Set problem:
Without including any pictures, write out the listing below exactly.
● ● ●
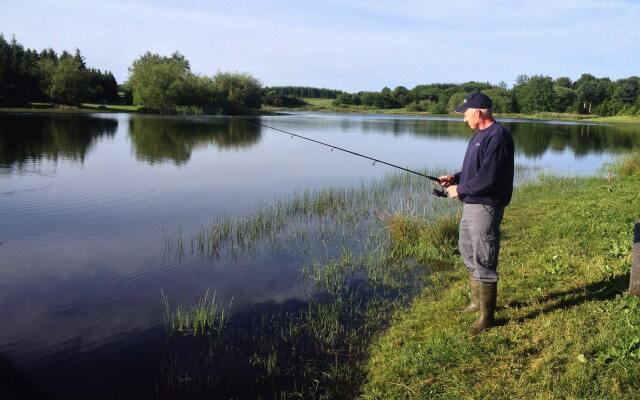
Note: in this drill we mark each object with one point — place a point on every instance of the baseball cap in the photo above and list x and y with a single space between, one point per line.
475 100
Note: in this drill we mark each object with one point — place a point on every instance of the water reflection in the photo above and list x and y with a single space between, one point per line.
532 138
165 139
32 137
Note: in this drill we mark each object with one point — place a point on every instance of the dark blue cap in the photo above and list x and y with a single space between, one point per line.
475 100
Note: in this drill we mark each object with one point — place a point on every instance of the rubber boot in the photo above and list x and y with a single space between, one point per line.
474 303
487 297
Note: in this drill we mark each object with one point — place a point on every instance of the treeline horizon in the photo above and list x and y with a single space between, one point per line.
167 84
530 94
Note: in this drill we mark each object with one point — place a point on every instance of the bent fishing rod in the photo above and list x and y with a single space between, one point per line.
436 192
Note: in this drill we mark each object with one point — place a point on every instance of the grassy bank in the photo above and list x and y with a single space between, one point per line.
325 105
567 329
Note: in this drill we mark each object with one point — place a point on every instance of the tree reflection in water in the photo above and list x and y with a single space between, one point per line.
161 139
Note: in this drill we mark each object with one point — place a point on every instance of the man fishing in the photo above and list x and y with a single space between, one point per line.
484 185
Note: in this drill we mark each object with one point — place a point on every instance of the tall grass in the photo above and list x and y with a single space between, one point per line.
369 251
206 316
629 164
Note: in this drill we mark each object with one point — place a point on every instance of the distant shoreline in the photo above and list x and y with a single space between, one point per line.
322 106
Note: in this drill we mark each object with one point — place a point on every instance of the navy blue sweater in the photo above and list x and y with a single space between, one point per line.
487 170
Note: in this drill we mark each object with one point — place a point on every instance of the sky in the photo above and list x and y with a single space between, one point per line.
350 45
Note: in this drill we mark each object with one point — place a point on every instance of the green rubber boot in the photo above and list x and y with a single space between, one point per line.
474 303
487 298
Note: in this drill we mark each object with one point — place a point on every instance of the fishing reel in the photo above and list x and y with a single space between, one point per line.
440 192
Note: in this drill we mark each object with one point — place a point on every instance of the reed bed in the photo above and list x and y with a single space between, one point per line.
356 278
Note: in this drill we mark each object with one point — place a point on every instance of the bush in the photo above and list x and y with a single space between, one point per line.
240 91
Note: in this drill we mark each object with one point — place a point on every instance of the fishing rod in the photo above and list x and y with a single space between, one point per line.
436 192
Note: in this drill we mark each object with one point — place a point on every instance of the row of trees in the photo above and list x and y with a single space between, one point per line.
27 76
304 91
538 93
166 83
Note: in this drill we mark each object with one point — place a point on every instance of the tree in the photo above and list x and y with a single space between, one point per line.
240 90
564 82
534 93
155 79
591 92
627 90
69 82
454 100
564 99
502 100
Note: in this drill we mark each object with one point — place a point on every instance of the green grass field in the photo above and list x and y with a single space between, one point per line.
567 327
325 105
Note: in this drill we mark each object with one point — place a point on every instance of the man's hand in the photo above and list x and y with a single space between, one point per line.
445 180
453 191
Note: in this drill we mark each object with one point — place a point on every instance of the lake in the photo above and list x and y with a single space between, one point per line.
90 205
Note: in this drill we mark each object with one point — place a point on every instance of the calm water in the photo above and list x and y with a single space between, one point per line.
87 202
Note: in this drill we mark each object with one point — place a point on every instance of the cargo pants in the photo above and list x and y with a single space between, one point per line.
479 240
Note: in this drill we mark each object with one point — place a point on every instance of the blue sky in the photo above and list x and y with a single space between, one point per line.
351 45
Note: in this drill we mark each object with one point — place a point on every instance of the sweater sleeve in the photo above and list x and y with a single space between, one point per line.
490 171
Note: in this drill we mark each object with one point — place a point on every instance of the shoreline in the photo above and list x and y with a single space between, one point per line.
266 110
566 325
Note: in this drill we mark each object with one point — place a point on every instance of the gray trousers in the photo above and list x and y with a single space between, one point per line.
479 240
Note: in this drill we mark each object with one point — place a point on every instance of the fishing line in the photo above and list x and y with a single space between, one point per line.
332 147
● ● ●
Result for this exercise:
Note: in this drill we mark each object with one point — place a point on every instance of the baseball cap in the photo above and list x and y with a single space between, one point per line.
475 100
Note: in this drill we mark each object with one point — place a point on every instance of the water reflection in the photo above and list x and y with a single space between, one point per line.
532 138
165 139
32 137
Note: in this drill we mark each object with one point — place a point on every instance of the dark blue cap in the photo above and list x and y with a single space between, one point per line.
475 100
Note: in this drill we mark each object with one point — place a point on every instance of the rubber boot in the photo above and list x and y with a single space between, one point per line.
474 303
487 297
Note: in this drill we mark each object with one point — place a point on every instance of the treeline horizon in the photo above and list x and y with a single space between, one point per line.
167 84
530 94
Note: in this drill we mark each object with one point — place a point on every instance of the bent fishing rod in the photo above and list x and y with a single space between, one point per line.
436 192
Note: in this drill we mark each object with one point — place a point on every instance of the grassy bank in the photo above and list x and y with a single space between, one point per line.
325 105
567 329
Note: in this drill we mark each object with one point — place a point on every instance of the tree reflection in water in the photo above and list x and y with a single space between, one point per line.
161 139
Note: in this drill we mark each object with one point — place a point on every instance of the man fishing in the photo above and list x and y with a single space between, one point per line.
484 185
Note: in this drill we mark each object with one point — place a point on every instance of the tall grass in the photo above and list x and y with a single space between, one point per line.
369 251
206 316
629 164
Note: in this drill we mark each object with one point — place a point on every instance of the distant shoreline in the photo above and list x and y with a single space between, one point per line.
322 106
Note: in this drill we mark each object with one point — place a point on every instance of the navy blue sweater in the photo above and list x and y with a single space between, one point per line.
487 170
Note: in this drill we mark each object with one point — place a point on every instance of the sky in the photo above and list x and y with a single space between, one point per line.
350 45
Note: in this drill we mark each object with one point — place a point on every instance of the green rubber boot in the photo above and list x and y with a single space between, one point per line.
474 303
487 298
Note: in this drill we mark each object with one point — place a point on every instance of the fishing reel in the photo above and list x and y with a single space between, one point per line.
440 192
Note: in this drill we mark each object with one point — place a point on every instance of the reed bed in the photo above and list x and y with a single space between, one point per line.
356 278
Note: in this drill we mark each object with one point — place a point on every instance of the bush in the photo above and list x and y with a single space between, one point per line.
240 91
Note: in this drill we mark each object with one point — place a point on every instance of the fishing rod in the photo above and list x and y with a single space between, one point per line.
436 192
Note: in this drill we mark each object with one point — place a point on every instance of the row of trees in the photo above and list x and y with a single space between, one point per line.
27 76
304 91
538 93
166 83
Note: in this drill we mark each object with one point — place a point on every instance of the tree in the photo above and list x and y with a single space between, one point per line.
240 90
564 82
534 93
155 79
591 92
627 90
69 82
454 100
564 99
502 100
Note: in this drill we mark each object with one point — place a point on every instance of the green grass field in the photo above and list x and y with a single space between, one point per line.
567 327
325 105
Note: in this drill we mark each object with one point — place a point on every instance of the man's hand in the photo above and list x and y with a single space between, one point per line.
445 180
453 191
Note: in this drill we mark each object with one point — place a point on every instance of the lake in the photo above and list x and y with a single space between, one point per line.
90 205
Note: in this drill we mark each object with one point — place a point on every instance of the calm water in the photo above and list x and y with a single space between, one point per line.
87 202
Note: in this drill we mark each object with one point — place a point on every instance of the cargo pants in the photo above and list x and y with a single space between, one point per line.
479 240
Note: in this drill we mark each object with one point — place a point on every instance of the blue sky in the photo above and list x and y with a single space between, one point per line.
351 45
Note: in this drill we mark each object with one point — place a point on every instance of the sweater sleeve in the photo above and list x and y with a single space between, one point per line.
490 171
Note: in this drill we mark each object with one point — place a point on every instance of the shoreline in the photo above and list x and y with a single space between, one point per line.
266 110
566 325
Note: in this drill we mark each object with one point — place a point on every instance of the gray trousers in the photo above and list x and y with a single space between, one point per line.
479 240
Note: in this drill we mark each object with one point — place a point on every instance of the fishing line in the photo above and list x and y with a single space between, one point per line.
332 147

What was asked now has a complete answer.